- **Task brief**: Find each line in the records below that contains the word "every" and copy those lines out. Case counts.

Collection entries
◆ ◆ ◆ ◆ ◆

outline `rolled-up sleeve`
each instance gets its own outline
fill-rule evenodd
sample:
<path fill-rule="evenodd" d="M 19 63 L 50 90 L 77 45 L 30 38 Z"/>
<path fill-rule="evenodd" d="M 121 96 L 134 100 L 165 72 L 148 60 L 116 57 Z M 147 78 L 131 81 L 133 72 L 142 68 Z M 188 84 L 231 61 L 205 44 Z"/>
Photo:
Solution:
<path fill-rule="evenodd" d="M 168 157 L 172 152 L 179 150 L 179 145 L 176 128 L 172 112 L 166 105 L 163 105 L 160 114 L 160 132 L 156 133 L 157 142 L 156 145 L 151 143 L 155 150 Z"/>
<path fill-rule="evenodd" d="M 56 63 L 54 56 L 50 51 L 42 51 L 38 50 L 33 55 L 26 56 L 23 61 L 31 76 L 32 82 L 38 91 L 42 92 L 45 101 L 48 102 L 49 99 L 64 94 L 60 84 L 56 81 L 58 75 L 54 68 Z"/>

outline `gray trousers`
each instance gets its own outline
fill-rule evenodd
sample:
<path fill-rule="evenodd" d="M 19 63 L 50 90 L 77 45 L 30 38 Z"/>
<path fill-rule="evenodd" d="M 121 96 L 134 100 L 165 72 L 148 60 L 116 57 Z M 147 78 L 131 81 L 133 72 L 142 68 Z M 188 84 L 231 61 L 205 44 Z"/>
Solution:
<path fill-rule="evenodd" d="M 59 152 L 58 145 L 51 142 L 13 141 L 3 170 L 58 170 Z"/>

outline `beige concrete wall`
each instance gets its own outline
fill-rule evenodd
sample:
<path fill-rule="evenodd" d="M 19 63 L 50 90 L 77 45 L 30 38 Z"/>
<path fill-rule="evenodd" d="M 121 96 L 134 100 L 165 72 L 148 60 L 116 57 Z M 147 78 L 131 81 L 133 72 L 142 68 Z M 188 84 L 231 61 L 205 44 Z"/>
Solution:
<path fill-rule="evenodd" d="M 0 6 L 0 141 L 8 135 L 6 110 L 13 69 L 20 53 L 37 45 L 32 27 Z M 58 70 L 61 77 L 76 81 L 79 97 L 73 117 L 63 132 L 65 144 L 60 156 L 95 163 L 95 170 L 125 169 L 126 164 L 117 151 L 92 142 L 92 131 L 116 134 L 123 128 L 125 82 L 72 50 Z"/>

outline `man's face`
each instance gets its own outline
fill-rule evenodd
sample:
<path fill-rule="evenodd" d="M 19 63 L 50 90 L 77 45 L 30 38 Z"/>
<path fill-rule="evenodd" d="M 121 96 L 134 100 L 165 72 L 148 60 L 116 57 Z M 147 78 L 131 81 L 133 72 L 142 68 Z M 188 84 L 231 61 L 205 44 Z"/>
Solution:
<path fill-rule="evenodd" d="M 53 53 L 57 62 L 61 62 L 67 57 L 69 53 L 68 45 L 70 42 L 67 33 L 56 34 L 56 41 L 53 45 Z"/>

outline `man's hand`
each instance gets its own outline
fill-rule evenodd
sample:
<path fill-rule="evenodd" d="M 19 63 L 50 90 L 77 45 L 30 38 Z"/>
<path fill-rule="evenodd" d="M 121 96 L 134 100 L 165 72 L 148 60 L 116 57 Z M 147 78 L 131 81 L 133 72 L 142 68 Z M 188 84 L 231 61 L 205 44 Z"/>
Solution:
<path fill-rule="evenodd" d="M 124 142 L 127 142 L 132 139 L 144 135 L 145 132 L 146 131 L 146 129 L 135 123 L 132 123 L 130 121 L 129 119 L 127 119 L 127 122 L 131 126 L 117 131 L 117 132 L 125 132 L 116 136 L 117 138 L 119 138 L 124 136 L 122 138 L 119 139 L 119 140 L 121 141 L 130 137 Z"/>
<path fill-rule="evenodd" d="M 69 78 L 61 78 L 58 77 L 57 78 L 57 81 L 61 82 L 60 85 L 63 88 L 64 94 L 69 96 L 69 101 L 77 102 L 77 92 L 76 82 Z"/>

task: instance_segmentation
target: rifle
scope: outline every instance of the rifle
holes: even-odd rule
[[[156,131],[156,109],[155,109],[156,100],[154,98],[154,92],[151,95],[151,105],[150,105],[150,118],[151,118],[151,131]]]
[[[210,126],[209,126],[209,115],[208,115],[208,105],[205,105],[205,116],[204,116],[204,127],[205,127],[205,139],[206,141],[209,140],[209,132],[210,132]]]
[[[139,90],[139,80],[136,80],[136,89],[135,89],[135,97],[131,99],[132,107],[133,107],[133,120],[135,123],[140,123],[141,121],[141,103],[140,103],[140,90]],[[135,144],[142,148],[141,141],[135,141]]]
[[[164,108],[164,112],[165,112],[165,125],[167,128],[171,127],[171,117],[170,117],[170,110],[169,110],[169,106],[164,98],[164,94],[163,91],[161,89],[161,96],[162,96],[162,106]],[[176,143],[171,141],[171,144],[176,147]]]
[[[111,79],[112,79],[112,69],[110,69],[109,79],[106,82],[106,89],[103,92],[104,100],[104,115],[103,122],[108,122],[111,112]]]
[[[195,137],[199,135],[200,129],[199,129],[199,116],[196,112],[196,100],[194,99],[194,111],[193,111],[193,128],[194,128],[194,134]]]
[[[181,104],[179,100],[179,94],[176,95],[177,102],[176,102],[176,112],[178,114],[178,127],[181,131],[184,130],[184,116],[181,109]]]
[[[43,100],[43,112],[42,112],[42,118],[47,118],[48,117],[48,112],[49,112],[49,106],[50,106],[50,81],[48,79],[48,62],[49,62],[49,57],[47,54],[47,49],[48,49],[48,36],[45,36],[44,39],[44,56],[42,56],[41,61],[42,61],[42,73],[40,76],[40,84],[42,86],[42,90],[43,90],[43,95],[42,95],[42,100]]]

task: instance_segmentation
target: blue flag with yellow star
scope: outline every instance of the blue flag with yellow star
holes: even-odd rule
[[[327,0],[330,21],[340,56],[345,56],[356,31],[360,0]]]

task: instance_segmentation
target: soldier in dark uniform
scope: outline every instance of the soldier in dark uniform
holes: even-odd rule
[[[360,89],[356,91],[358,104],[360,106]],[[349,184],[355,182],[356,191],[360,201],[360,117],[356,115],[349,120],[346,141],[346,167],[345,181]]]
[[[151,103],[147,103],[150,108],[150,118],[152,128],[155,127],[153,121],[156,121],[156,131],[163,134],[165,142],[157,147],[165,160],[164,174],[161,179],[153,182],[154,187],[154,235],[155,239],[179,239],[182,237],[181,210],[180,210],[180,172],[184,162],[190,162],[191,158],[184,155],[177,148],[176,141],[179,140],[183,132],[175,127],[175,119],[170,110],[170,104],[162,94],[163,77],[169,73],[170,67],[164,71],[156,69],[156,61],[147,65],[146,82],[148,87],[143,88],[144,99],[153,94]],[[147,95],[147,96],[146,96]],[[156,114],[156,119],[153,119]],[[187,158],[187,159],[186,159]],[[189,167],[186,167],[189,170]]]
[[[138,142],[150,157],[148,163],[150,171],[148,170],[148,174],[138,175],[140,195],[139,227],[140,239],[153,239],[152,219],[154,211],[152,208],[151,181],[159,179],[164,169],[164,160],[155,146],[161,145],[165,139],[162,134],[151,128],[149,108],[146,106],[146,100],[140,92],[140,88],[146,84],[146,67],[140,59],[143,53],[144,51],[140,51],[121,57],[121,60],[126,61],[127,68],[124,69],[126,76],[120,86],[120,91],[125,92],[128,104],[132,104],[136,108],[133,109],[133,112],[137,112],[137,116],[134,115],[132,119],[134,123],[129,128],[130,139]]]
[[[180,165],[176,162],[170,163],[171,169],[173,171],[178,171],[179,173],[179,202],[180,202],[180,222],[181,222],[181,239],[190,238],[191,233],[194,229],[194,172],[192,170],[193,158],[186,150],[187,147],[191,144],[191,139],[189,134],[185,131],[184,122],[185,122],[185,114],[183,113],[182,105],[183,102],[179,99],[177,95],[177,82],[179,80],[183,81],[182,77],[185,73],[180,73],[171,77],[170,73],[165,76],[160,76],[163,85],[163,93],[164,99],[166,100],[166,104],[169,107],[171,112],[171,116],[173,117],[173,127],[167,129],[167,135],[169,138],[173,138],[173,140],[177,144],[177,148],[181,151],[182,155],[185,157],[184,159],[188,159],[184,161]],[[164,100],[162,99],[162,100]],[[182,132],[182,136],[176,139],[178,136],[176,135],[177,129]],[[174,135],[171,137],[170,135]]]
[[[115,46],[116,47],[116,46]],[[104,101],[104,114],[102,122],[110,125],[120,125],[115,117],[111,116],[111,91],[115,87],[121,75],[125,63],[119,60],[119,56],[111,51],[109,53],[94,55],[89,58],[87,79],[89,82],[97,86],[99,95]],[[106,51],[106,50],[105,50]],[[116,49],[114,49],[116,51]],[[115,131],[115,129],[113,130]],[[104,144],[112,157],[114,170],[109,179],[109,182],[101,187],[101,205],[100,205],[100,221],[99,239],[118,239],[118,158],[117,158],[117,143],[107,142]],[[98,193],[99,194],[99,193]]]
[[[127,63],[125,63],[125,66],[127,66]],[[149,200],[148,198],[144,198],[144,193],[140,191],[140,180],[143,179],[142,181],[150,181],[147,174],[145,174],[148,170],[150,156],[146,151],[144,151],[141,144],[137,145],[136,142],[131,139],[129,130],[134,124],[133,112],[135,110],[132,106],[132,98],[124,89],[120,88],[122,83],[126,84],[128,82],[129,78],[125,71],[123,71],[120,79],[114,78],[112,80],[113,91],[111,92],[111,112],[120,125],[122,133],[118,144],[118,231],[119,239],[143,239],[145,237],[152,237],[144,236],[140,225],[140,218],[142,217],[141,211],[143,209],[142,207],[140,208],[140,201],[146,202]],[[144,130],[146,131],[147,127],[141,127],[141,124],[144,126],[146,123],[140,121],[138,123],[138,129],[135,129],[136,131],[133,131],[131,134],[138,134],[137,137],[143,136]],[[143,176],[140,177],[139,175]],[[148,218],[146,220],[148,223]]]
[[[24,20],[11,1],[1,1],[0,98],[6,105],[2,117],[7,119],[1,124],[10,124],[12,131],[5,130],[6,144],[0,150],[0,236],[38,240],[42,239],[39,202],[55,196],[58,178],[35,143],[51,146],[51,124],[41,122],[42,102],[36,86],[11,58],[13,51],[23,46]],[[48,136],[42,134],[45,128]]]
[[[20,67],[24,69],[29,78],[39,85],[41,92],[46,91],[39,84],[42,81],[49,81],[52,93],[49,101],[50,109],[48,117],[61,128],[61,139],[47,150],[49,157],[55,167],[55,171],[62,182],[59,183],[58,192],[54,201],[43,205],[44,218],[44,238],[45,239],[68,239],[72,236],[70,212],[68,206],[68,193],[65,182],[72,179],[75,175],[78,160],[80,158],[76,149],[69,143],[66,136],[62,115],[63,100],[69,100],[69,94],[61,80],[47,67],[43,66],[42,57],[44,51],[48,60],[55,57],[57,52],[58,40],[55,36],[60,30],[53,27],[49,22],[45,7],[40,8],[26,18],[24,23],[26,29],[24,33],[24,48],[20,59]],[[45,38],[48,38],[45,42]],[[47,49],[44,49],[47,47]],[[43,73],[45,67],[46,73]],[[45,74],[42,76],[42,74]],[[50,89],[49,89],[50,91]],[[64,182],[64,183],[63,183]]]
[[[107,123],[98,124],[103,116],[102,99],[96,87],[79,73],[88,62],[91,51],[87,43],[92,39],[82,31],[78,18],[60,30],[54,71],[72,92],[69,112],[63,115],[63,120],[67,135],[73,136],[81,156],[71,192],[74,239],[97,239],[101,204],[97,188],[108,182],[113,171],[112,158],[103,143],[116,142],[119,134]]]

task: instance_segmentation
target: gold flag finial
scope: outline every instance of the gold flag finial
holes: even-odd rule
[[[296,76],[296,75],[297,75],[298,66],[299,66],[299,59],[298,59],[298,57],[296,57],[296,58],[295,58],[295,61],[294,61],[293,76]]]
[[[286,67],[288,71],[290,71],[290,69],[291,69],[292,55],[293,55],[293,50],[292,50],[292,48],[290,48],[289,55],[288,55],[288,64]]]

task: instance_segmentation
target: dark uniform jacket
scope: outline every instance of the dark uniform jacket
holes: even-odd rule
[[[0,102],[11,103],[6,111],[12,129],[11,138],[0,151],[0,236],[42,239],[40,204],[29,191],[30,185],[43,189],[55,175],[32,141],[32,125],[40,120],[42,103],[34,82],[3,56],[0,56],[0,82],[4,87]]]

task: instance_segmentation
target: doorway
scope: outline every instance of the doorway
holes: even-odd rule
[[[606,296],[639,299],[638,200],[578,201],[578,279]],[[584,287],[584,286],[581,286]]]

◆ ◆ ◆ ◆ ◆

- **Solution for this exercise**:
scope: outline every instance of the rifle
scope: outline every instance of the blue flag with yellow star
scope: outline every instance of the soldier in dark uniform
scope: outline every instance of the gold flag finial
scope: outline every instance of the dark uniform jacket
scope: outline every instance of the doorway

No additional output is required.